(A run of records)
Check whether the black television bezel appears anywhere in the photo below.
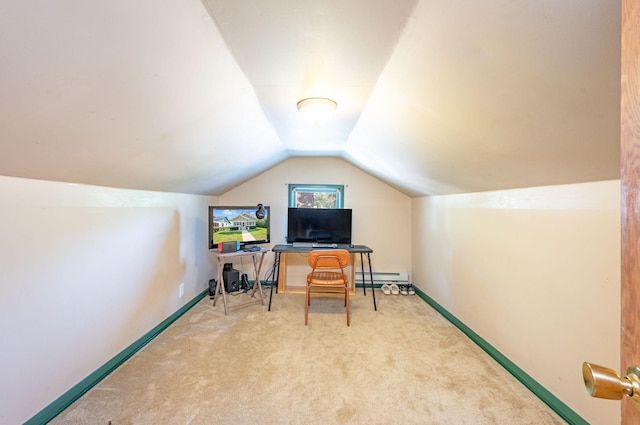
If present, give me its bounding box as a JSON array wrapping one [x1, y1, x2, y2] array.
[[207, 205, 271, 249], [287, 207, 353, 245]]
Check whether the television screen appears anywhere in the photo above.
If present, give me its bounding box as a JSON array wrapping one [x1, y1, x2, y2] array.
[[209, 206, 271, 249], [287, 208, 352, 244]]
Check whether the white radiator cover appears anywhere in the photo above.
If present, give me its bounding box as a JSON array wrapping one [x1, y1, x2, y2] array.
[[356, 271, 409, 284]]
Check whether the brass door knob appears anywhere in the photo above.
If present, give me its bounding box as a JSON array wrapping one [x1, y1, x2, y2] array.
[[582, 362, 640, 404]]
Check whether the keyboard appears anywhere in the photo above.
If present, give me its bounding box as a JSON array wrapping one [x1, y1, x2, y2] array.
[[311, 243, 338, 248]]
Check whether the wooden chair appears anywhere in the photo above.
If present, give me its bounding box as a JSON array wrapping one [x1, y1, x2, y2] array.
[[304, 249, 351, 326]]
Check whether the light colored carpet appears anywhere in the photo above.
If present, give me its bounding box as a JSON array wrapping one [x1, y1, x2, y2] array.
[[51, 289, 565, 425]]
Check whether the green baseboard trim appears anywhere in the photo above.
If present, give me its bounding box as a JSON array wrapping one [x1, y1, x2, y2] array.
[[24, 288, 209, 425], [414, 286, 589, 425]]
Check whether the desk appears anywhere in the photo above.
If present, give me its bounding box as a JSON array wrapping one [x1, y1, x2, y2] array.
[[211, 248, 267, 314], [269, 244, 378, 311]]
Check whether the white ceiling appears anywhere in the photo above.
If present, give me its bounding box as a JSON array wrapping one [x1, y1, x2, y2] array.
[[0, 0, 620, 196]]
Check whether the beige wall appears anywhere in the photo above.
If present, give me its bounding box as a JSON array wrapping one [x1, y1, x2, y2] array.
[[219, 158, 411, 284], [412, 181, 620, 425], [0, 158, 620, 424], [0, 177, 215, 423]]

---

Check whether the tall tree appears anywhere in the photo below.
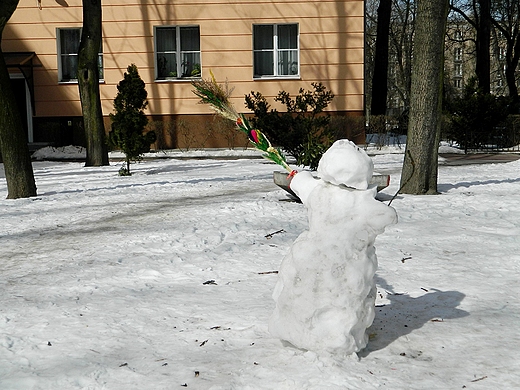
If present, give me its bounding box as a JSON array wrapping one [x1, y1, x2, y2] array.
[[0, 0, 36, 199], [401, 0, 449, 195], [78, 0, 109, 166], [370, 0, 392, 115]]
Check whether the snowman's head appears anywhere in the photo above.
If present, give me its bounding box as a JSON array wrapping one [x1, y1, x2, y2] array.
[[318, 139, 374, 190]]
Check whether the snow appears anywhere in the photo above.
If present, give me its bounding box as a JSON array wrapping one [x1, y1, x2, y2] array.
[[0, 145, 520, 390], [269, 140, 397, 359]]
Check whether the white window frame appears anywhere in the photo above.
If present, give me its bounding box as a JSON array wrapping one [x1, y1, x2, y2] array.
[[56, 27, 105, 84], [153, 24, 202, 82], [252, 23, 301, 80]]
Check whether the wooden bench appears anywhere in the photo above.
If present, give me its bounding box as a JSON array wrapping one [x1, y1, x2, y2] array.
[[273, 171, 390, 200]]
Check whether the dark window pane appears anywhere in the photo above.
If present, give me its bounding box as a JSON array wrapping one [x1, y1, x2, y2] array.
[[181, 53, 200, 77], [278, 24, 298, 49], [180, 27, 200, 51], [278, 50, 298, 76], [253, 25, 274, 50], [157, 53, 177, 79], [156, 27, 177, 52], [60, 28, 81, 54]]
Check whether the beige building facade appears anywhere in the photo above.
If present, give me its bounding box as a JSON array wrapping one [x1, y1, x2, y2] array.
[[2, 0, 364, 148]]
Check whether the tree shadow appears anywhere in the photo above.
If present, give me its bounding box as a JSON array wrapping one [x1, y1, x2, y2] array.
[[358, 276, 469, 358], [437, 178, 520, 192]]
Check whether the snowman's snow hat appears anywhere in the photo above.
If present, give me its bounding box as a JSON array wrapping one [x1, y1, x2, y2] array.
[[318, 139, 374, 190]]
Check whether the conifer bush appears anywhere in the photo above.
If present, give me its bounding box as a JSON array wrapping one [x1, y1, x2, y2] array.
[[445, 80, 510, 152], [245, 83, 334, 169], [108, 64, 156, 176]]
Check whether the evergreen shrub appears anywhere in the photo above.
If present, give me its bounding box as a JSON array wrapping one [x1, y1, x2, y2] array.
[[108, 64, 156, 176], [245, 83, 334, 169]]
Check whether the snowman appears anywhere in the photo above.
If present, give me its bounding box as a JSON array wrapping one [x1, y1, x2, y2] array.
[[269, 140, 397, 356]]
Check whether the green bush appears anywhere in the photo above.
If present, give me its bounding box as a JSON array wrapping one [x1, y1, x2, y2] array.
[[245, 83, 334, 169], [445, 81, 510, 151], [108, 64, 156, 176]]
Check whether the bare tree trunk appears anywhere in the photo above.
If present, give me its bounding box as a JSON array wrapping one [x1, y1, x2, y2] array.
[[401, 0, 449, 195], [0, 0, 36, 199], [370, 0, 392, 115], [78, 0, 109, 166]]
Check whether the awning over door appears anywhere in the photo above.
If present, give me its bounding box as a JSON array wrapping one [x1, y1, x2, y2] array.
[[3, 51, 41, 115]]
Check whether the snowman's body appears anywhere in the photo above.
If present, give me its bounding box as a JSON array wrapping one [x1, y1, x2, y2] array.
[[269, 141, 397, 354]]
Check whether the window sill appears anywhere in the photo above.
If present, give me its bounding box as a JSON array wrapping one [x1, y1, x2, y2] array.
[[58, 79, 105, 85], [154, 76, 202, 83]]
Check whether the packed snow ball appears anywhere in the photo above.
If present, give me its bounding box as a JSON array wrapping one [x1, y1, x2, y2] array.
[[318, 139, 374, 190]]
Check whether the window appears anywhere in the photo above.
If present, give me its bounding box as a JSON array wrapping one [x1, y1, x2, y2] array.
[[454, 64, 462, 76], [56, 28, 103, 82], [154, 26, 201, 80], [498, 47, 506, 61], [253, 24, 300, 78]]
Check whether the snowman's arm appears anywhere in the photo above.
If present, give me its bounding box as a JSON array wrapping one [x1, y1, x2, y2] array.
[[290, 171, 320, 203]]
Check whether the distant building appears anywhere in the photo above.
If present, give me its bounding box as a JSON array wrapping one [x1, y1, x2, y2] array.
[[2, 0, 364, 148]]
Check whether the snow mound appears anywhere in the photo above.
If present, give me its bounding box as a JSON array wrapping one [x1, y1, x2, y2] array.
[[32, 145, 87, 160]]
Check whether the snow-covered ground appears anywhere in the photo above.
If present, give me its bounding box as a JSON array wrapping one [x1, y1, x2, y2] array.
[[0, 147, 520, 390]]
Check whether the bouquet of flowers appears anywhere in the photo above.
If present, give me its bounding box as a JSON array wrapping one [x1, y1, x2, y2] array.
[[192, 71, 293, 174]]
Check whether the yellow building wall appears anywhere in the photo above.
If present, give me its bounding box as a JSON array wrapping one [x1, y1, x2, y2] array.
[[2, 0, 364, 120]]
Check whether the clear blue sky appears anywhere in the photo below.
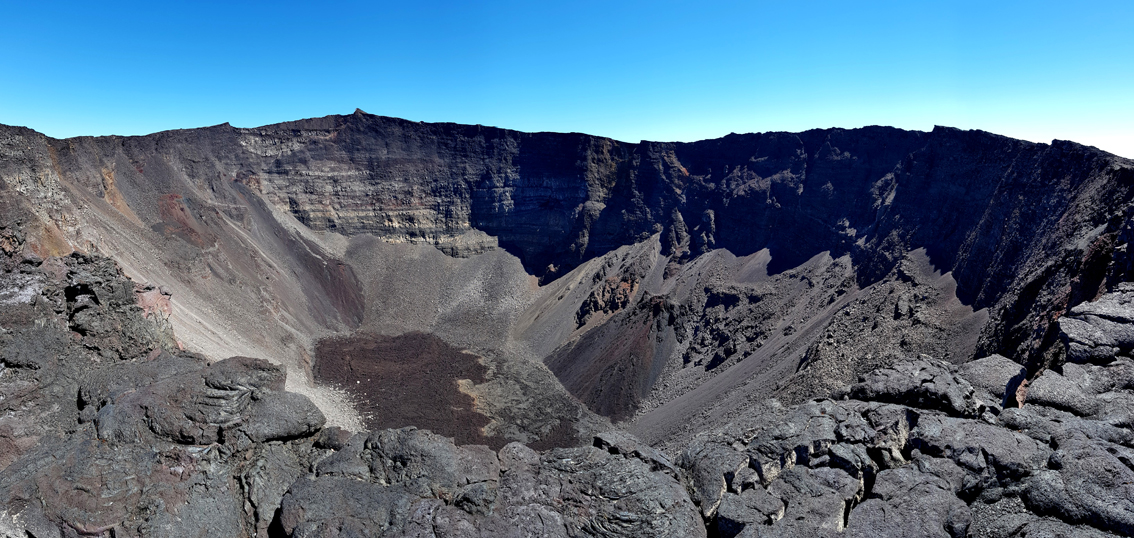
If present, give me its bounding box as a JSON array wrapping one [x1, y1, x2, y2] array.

...

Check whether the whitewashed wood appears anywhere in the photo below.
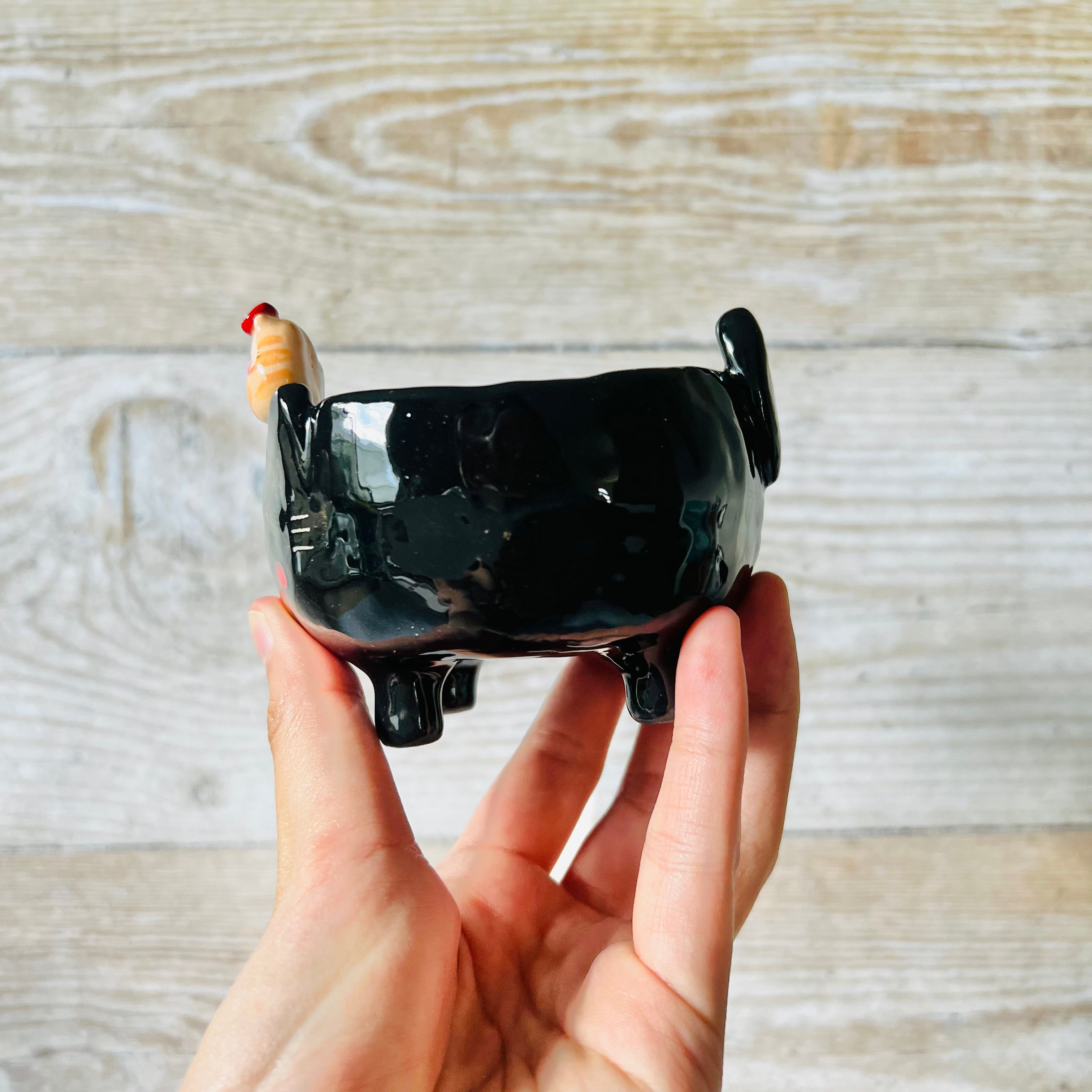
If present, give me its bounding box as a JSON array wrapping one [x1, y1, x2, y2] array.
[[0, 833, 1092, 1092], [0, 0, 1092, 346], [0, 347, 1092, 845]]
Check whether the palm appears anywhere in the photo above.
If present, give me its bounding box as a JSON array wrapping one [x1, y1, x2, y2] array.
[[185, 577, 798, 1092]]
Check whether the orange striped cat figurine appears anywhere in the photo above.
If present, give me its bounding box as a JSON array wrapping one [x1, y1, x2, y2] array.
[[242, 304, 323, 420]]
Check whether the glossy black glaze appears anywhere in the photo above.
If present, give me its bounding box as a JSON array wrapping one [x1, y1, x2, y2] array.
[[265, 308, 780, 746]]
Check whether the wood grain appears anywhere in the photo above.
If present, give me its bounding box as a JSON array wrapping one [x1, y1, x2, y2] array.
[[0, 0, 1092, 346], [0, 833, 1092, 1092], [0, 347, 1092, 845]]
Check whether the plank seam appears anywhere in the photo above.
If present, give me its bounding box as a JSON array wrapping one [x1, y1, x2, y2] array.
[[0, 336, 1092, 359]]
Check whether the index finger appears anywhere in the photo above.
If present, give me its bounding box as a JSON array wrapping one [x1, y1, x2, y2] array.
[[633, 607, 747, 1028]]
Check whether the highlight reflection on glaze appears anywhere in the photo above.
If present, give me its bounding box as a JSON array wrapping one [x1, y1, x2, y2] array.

TASK DESCRIPTION:
Print the records again unchanged, from the line containing "Check whether the palm" through the line containing "[[242, 304, 323, 420]]", both included.

FINISHED EXERCISE:
Check whether the palm appears anywhere in the photo above.
If present, give me its bounding box as a JSON array wrapping one [x1, y1, x2, y2] array.
[[185, 577, 798, 1092]]
Check whether the orange striped cat figurine appears anywhere in the photo above.
If present, give me its bounding box as a JSON array wrapping one [x1, y1, x2, y2] array.
[[242, 304, 323, 420]]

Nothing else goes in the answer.